■ PROMPT: Write out the entries below exactly. End with the line that contains "negative clicks: (46, 136)".

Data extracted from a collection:
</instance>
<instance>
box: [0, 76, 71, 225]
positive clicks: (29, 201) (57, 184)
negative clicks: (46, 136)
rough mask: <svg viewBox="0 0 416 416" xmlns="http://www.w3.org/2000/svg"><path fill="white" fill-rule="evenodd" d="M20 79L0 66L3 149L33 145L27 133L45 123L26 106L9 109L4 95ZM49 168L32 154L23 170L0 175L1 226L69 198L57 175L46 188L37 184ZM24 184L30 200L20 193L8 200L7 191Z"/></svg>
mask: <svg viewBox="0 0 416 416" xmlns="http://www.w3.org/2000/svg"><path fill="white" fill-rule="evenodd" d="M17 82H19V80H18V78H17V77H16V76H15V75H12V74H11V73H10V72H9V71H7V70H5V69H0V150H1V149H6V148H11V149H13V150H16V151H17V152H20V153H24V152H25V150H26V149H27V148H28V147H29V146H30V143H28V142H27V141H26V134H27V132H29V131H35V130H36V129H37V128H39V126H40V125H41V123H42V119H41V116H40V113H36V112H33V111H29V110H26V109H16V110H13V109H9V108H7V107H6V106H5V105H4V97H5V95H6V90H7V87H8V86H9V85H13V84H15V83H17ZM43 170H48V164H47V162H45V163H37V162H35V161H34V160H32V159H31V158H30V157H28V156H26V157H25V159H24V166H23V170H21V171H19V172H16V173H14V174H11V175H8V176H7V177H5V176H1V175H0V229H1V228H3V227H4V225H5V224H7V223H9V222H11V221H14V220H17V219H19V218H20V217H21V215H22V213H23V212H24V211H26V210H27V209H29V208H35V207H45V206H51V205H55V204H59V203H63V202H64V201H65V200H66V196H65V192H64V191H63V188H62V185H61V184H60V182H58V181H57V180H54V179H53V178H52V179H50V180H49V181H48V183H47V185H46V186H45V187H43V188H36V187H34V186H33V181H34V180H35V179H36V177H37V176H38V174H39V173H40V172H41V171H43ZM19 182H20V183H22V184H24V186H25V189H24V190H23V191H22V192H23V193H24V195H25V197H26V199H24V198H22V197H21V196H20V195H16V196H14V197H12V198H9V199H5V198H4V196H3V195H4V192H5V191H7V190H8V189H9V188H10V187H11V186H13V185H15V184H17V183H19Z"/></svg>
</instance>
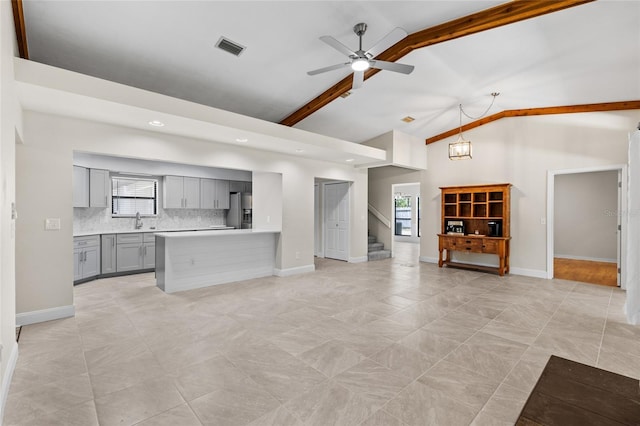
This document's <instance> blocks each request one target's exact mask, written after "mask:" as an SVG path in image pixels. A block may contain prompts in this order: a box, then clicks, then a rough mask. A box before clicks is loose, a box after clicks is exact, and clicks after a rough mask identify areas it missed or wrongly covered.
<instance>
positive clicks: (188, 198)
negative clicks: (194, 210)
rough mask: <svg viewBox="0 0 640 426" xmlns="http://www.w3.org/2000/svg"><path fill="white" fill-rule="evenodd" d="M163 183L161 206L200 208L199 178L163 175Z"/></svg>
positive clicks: (167, 208)
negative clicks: (163, 178) (163, 179)
mask: <svg viewBox="0 0 640 426" xmlns="http://www.w3.org/2000/svg"><path fill="white" fill-rule="evenodd" d="M163 183H164V185H163V202H162V207H163V208H165V209H198V208H200V178H193V177H187V176H165V177H164V180H163Z"/></svg>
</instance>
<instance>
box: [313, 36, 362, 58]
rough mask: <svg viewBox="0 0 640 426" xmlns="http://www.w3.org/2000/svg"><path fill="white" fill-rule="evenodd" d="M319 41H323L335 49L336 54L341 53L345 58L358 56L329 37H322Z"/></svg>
mask: <svg viewBox="0 0 640 426" xmlns="http://www.w3.org/2000/svg"><path fill="white" fill-rule="evenodd" d="M320 40H322V41H324V42H325V43H327V44H328V45H329V46H331V47H333V48H334V49H336V50H337V51H338V52H340V53H342V54H343V55H346V56H358V55H356V52H354V51H353V50H351V49H349V48H348V47H347V46H345V45H344V44H342V43H340V42H339V41H338V40H336V39H335V38H333V37H331V36H322V37H320Z"/></svg>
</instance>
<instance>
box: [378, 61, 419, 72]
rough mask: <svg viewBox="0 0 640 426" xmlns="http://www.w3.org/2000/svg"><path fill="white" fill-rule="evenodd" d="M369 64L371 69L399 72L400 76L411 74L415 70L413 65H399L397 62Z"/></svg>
mask: <svg viewBox="0 0 640 426" xmlns="http://www.w3.org/2000/svg"><path fill="white" fill-rule="evenodd" d="M369 63H370V64H371V68H378V69H380V70H387V71H394V72H400V73H402V74H411V72H412V71H413V69H414V68H415V67H414V66H413V65H405V64H399V63H397V62H387V61H370V62H369Z"/></svg>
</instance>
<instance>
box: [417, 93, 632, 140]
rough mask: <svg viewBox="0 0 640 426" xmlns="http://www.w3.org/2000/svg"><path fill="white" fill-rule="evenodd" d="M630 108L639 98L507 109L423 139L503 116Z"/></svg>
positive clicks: (513, 116) (468, 127)
mask: <svg viewBox="0 0 640 426" xmlns="http://www.w3.org/2000/svg"><path fill="white" fill-rule="evenodd" d="M630 109H640V100H638V101H623V102H605V103H599V104H583V105H566V106H555V107H545V108H526V109H508V110H505V111H501V112H498V113H495V114H492V115H488V116H486V117H483V118H481V119H480V120H476V121H472V122H471V123H468V124H465V125H464V126H462V127H461V128H459V127H456V128H455V129H451V130H449V131H446V132H444V133H440V134H439V135H436V136H433V137H430V138H427V139H425V143H426V144H427V145H429V144H432V143H434V142H438V141H441V140H442V139H446V138H448V137H450V136H455V135H457V134H458V133H459V132H460V129H462V131H463V132H464V131H466V130H471V129H475V128H476V127H480V126H483V125H485V124H487V123H491V122H492V121H496V120H500V119H501V118H505V117H526V116H531V115H550V114H572V113H578V112H602V111H622V110H630Z"/></svg>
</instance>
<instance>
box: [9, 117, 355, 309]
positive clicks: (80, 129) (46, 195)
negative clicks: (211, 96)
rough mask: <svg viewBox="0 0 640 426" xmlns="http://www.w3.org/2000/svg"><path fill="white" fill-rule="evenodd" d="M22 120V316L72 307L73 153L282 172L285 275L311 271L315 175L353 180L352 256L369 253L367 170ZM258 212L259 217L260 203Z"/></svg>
mask: <svg viewBox="0 0 640 426" xmlns="http://www.w3.org/2000/svg"><path fill="white" fill-rule="evenodd" d="M24 120H25V121H24V127H25V137H24V146H21V147H20V148H19V149H18V153H17V157H18V159H17V178H18V197H19V199H20V203H21V204H22V205H23V209H25V210H26V211H27V212H28V214H26V215H24V216H22V217H21V220H20V221H19V222H18V230H17V232H18V256H17V259H16V268H17V290H18V295H17V310H18V312H20V313H23V312H33V311H38V310H42V309H48V308H54V307H59V306H65V305H66V304H70V303H72V297H73V296H72V282H73V276H72V263H71V259H72V257H71V253H72V232H71V221H72V207H71V197H72V194H71V188H72V184H71V181H72V167H71V166H72V162H73V151H82V152H89V153H96V154H104V155H122V156H126V157H130V158H144V159H149V160H159V161H173V162H177V163H184V164H193V165H199V166H207V167H223V168H231V169H240V170H253V171H254V172H270V173H278V174H281V175H282V225H283V229H282V234H281V237H280V243H279V244H280V249H279V251H278V253H277V258H276V268H278V269H279V270H280V271H284V272H285V273H286V271H289V270H292V271H295V270H298V269H299V268H302V269H305V268H306V269H308V268H309V267H311V268H312V267H313V185H314V178H315V176H323V177H325V178H330V179H334V180H348V181H351V182H353V183H354V184H353V186H352V188H353V190H354V194H353V197H354V203H355V207H354V208H353V209H352V221H351V225H352V232H351V247H350V250H351V254H352V256H366V252H367V246H366V199H367V170H366V169H356V168H354V167H353V166H350V165H346V164H345V165H342V164H335V163H327V162H322V161H314V160H309V159H301V158H299V157H296V156H293V155H292V156H288V155H282V154H276V153H272V152H266V151H255V150H251V149H248V148H242V147H238V146H232V145H227V144H217V143H213V142H206V141H201V140H196V139H189V138H185V137H176V136H171V135H167V134H161V133H155V132H150V131H143V130H136V129H130V128H124V127H117V126H111V125H107V124H100V123H95V122H89V121H84V120H78V119H71V118H63V117H59V116H52V115H47V114H41V113H34V112H25V118H24ZM254 185H256V182H255V179H254ZM256 190H257V189H256ZM254 213H255V214H256V215H257V216H259V215H260V214H261V213H260V208H259V206H258V205H256V211H255V212H254ZM46 217H57V218H60V219H61V222H62V229H61V230H60V231H59V232H51V231H44V226H43V224H44V219H45V218H46ZM256 220H258V222H260V221H261V220H262V219H261V218H260V217H256ZM296 252H299V253H300V256H299V258H296V255H295V253H296ZM27 253H28V255H27ZM34 264H36V265H38V268H33V267H32V265H34Z"/></svg>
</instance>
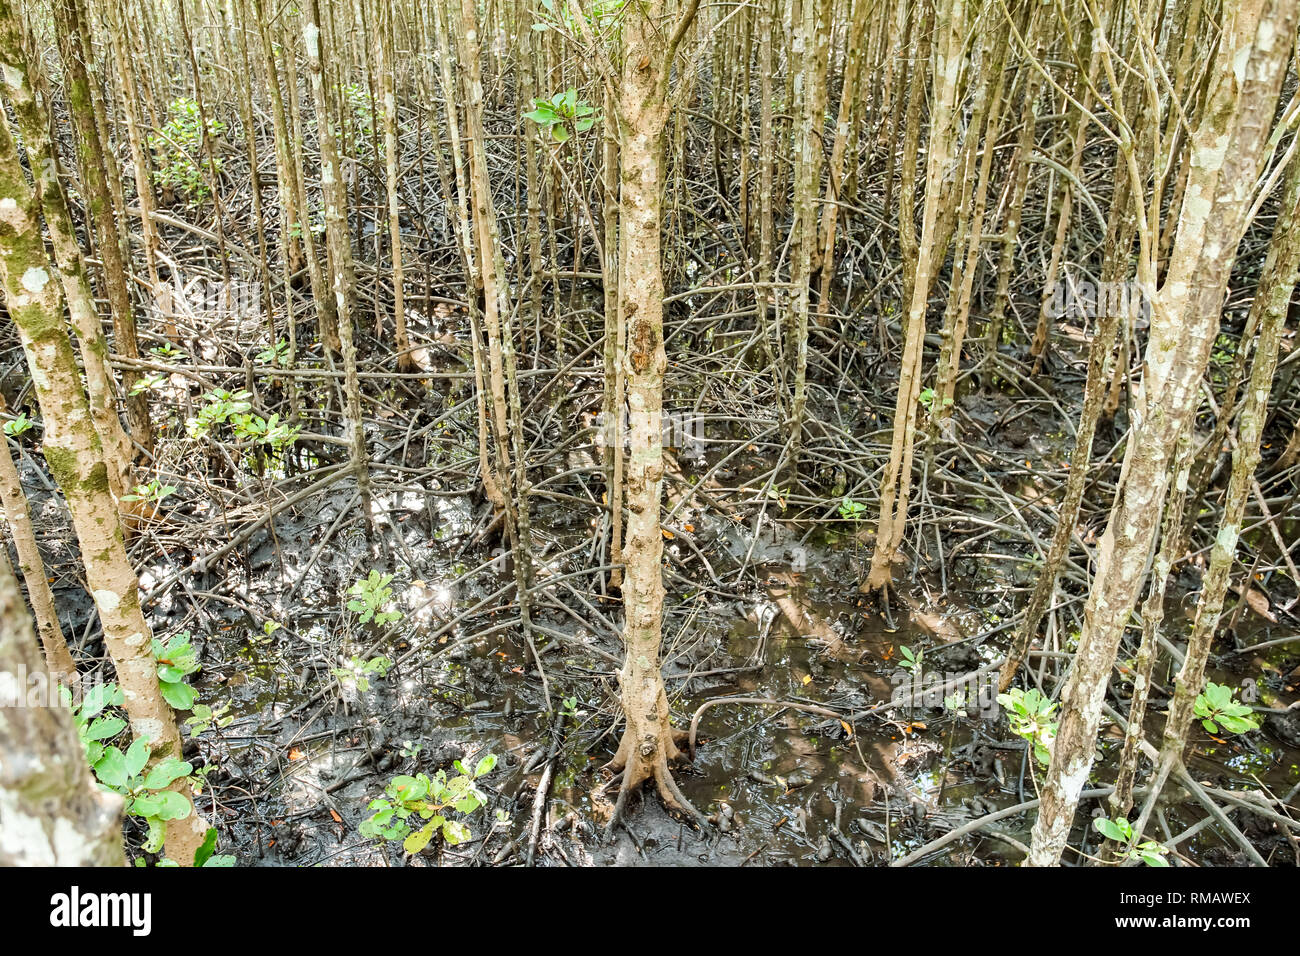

■ RESULT BELOW:
</instance>
<instance>
box: [0, 76, 71, 225]
positive clicks: (29, 201) (57, 184)
negative clicks: (46, 136)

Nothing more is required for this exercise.